* [Task instructions]: Write out each line that follows exactly as it stands, without the pictures.

──────── Data for this exercise

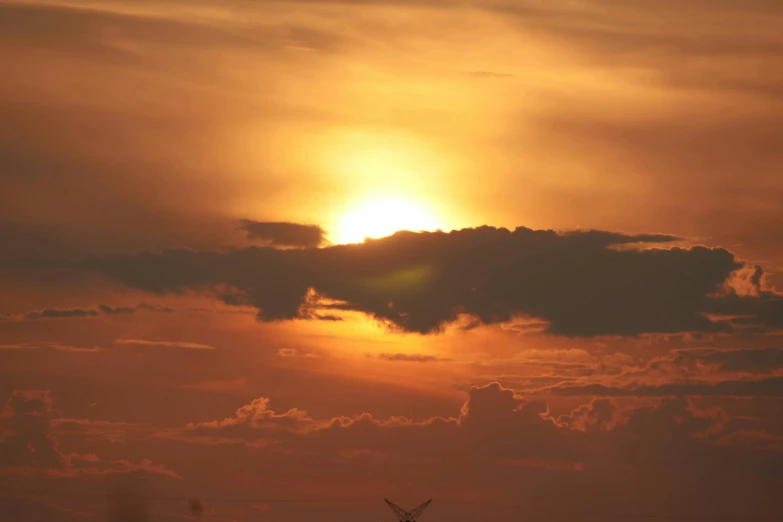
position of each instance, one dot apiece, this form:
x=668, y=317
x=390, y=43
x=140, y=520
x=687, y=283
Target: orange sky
x=187, y=302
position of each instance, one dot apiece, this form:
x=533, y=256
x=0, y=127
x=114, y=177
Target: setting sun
x=382, y=217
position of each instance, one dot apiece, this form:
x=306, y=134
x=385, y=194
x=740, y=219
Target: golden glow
x=382, y=217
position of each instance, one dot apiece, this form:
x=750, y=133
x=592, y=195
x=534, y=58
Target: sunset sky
x=568, y=305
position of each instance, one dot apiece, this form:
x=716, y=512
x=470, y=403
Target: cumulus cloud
x=281, y=234
x=577, y=282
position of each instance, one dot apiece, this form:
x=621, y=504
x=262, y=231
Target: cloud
x=408, y=357
x=293, y=352
x=747, y=360
x=577, y=282
x=49, y=313
x=78, y=349
x=283, y=234
x=769, y=387
x=167, y=344
x=29, y=447
x=60, y=313
x=489, y=74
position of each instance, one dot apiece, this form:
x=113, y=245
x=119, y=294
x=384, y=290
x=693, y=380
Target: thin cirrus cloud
x=63, y=313
x=578, y=282
x=767, y=387
x=165, y=344
x=409, y=357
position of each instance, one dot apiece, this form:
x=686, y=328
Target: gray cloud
x=576, y=282
x=283, y=234
x=770, y=387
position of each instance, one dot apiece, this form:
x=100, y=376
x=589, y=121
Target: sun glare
x=382, y=217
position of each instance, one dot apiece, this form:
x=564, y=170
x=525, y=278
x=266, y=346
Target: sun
x=380, y=217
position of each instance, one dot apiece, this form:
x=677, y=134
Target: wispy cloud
x=409, y=357
x=167, y=344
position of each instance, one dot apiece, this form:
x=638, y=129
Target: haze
x=567, y=306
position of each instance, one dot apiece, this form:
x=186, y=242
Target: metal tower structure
x=408, y=516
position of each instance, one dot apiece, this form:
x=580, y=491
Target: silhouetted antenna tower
x=408, y=516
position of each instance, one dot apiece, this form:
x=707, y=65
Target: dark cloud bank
x=581, y=283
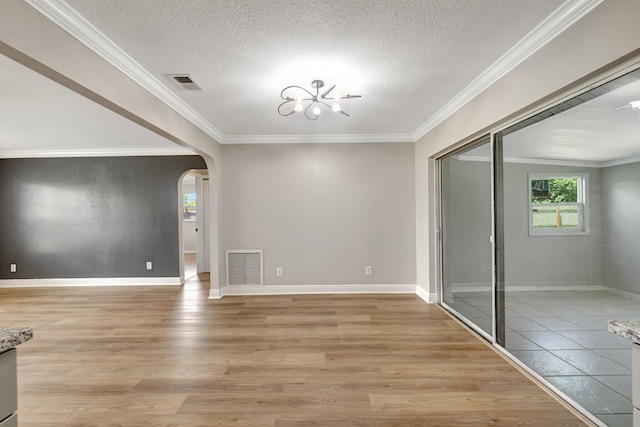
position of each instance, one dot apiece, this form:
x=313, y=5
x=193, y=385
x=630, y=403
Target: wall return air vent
x=244, y=267
x=184, y=81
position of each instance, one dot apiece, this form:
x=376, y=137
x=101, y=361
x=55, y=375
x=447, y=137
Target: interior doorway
x=194, y=205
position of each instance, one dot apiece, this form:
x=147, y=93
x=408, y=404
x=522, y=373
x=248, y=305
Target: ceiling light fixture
x=312, y=110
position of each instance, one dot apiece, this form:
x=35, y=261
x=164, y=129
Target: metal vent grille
x=244, y=267
x=185, y=81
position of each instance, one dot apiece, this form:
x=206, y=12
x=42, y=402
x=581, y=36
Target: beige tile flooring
x=563, y=336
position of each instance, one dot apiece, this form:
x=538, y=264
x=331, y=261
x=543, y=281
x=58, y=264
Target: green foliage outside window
x=189, y=206
x=556, y=190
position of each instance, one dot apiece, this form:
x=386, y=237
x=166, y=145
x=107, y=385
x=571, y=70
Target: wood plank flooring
x=169, y=357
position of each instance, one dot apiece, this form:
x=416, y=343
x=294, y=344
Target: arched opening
x=193, y=228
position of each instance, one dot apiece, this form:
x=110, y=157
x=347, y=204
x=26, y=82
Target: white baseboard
x=486, y=287
x=108, y=281
x=429, y=298
x=311, y=289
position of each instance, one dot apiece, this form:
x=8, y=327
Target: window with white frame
x=189, y=206
x=558, y=204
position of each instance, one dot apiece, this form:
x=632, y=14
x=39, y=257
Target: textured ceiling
x=40, y=116
x=407, y=58
x=601, y=130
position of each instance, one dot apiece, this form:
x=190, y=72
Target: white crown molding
x=561, y=19
x=26, y=154
x=324, y=138
x=533, y=161
x=91, y=281
x=75, y=24
x=620, y=162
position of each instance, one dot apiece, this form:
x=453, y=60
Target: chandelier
x=297, y=97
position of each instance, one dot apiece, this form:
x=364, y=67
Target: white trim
x=533, y=161
x=315, y=289
x=322, y=138
x=562, y=18
x=425, y=295
x=620, y=162
x=76, y=25
x=530, y=286
x=25, y=154
x=584, y=224
x=91, y=281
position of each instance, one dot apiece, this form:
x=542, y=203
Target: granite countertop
x=627, y=328
x=11, y=337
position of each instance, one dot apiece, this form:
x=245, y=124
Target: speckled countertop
x=627, y=328
x=11, y=337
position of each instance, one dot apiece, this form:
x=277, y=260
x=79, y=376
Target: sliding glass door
x=560, y=193
x=466, y=235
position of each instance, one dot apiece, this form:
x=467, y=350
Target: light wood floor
x=167, y=356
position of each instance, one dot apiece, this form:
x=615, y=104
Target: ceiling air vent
x=185, y=81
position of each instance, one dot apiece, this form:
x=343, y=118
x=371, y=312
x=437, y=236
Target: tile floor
x=563, y=336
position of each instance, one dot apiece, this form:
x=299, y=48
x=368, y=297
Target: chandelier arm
x=306, y=110
x=324, y=95
x=280, y=106
x=296, y=87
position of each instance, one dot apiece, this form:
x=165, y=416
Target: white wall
x=603, y=37
x=323, y=211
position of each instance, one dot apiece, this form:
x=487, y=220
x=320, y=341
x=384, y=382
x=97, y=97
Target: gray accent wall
x=621, y=226
x=322, y=212
x=91, y=217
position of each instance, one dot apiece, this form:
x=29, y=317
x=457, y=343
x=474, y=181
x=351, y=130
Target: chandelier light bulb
x=297, y=99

────────────────

* [Solution to this task]:
position of each instance, one dot apiece, this form:
x=668, y=317
x=390, y=43
x=140, y=520
x=687, y=283
Target: orange sky
x=187, y=302
position of each instance, one dot apiece, this form:
x=533, y=256
x=0, y=127
x=114, y=177
Target: setting sun
x=382, y=217
position of each instance, one dot apiece, this form:
x=306, y=134
x=385, y=194
x=740, y=219
Target: golden glow
x=382, y=217
position of each instance, one dot apiece, this form:
x=750, y=133
x=592, y=195
x=534, y=58
Target: sunset sky
x=568, y=305
position of each instance, one dot apiece, this form:
x=716, y=512
x=470, y=403
Target: cumulus cloud
x=281, y=234
x=577, y=282
position of each instance, one dot apiece, this form:
x=621, y=504
x=262, y=231
Target: cloud
x=408, y=357
x=293, y=352
x=747, y=360
x=577, y=282
x=49, y=313
x=78, y=349
x=283, y=234
x=769, y=387
x=167, y=344
x=29, y=447
x=60, y=313
x=489, y=74
position of each instance, one dot apiece, this form:
x=113, y=245
x=119, y=294
x=384, y=290
x=693, y=380
Target: thin cirrus cloud
x=63, y=313
x=578, y=282
x=767, y=387
x=165, y=344
x=409, y=357
position of each instance, one dot apiece, this form:
x=686, y=328
Target: gray cloud
x=576, y=282
x=283, y=234
x=770, y=387
position of each instance, one dot apiece, this form:
x=100, y=376
x=589, y=121
Target: sun glare
x=382, y=217
position of each instance, one dot apiece, this form:
x=564, y=170
x=525, y=278
x=266, y=346
Target: sun
x=380, y=217
position of each instance, one dot apiece, this form:
x=677, y=134
Target: wispy cloud
x=409, y=357
x=167, y=344
position of each instance, one dot apiece, this form:
x=638, y=129
Target: haze
x=567, y=306
position of each instance, one dot apiece, this form:
x=186, y=242
Target: metal tower structure
x=408, y=516
position of each instance, one dot apiece, this form:
x=580, y=491
Target: silhouetted antenna tower
x=408, y=516
position of each instance, one dot apiece, this form:
x=707, y=65
Target: dark cloud bank
x=581, y=283
position of each instance, one dot apiece, this form:
x=313, y=5
x=193, y=385
x=630, y=403
Target: wall return air vent
x=244, y=267
x=184, y=81
position of each instance, one dot apiece, this form:
x=376, y=137
x=101, y=361
x=55, y=375
x=447, y=137
Target: interior doorway
x=194, y=205
position of each instance, one dot apiece, this form:
x=147, y=93
x=408, y=404
x=522, y=373
x=248, y=305
Target: ceiling light fixture
x=312, y=110
position of each instance, one dot apiece, this form:
x=35, y=261
x=164, y=129
Target: metal vent grille
x=244, y=267
x=185, y=81
position of each instance, one dot apiece, this form:
x=206, y=12
x=42, y=402
x=581, y=36
Target: beige tile flooring
x=563, y=336
position of each instance, one dot apiece, this form:
x=538, y=264
x=331, y=261
x=543, y=281
x=58, y=264
Target: green foliage outside window
x=189, y=206
x=556, y=190
position of each instance, one dot apiece, this form:
x=386, y=237
x=166, y=145
x=107, y=385
x=571, y=70
Target: wood plank flooring
x=169, y=357
position of each instance, one dot apiece, this form:
x=416, y=343
x=294, y=344
Target: arched opening
x=193, y=228
position of each instance, one dot apiece, this form:
x=110, y=157
x=347, y=204
x=26, y=82
Target: white baseboard
x=486, y=287
x=108, y=281
x=429, y=298
x=311, y=289
position of each instance, one dot apiece, this form:
x=8, y=327
Target: window with white frame
x=189, y=206
x=558, y=204
position of each instance, one dot apiece, this form:
x=632, y=14
x=39, y=257
Target: textured ceiling
x=40, y=116
x=407, y=58
x=601, y=130
position of each instance, one dot apiece, this form:
x=190, y=72
Target: white crown molding
x=561, y=19
x=26, y=154
x=324, y=138
x=533, y=161
x=91, y=281
x=75, y=24
x=620, y=162
position of each instance, one dot apiece, this form:
x=453, y=60
Target: chandelier
x=297, y=97
position of each instance, one dot apiece, this form:
x=364, y=67
Target: white trim
x=533, y=161
x=315, y=289
x=322, y=138
x=562, y=18
x=425, y=295
x=620, y=162
x=76, y=25
x=530, y=286
x=25, y=154
x=584, y=224
x=91, y=281
position of each instance, one dot apiece, this form:
x=542, y=203
Target: granite countertop
x=627, y=328
x=11, y=337
position of each instance, one dot apiece, this form:
x=245, y=124
Target: speckled countertop
x=627, y=328
x=11, y=337
position of each instance, one dot apiece, this form:
x=277, y=260
x=79, y=376
Target: sliding glass door
x=560, y=193
x=466, y=235
position of each instance, one dot apiece, this form:
x=467, y=350
Target: light wood floor
x=167, y=356
position of each instance, one dot apiece, this form:
x=615, y=104
Target: ceiling air vent
x=185, y=81
position of each instance, one dot apiece, this form:
x=343, y=118
x=371, y=312
x=437, y=236
Target: tile floor
x=563, y=336
position of each instance, one dot apiece, this form:
x=299, y=48
x=368, y=297
Target: chandelier arm
x=306, y=110
x=324, y=95
x=280, y=106
x=296, y=87
position of each instance, one dot apiece, this form:
x=165, y=416
Target: white wall
x=603, y=37
x=323, y=211
position of each instance, one dot apiece, this form:
x=487, y=220
x=320, y=341
x=384, y=382
x=97, y=97
Target: gray accent wall
x=621, y=226
x=322, y=212
x=91, y=217
position of each instance, one dot apiece, this form:
x=29, y=317
x=457, y=343
x=474, y=181
x=351, y=130
Target: chandelier light bulb
x=297, y=99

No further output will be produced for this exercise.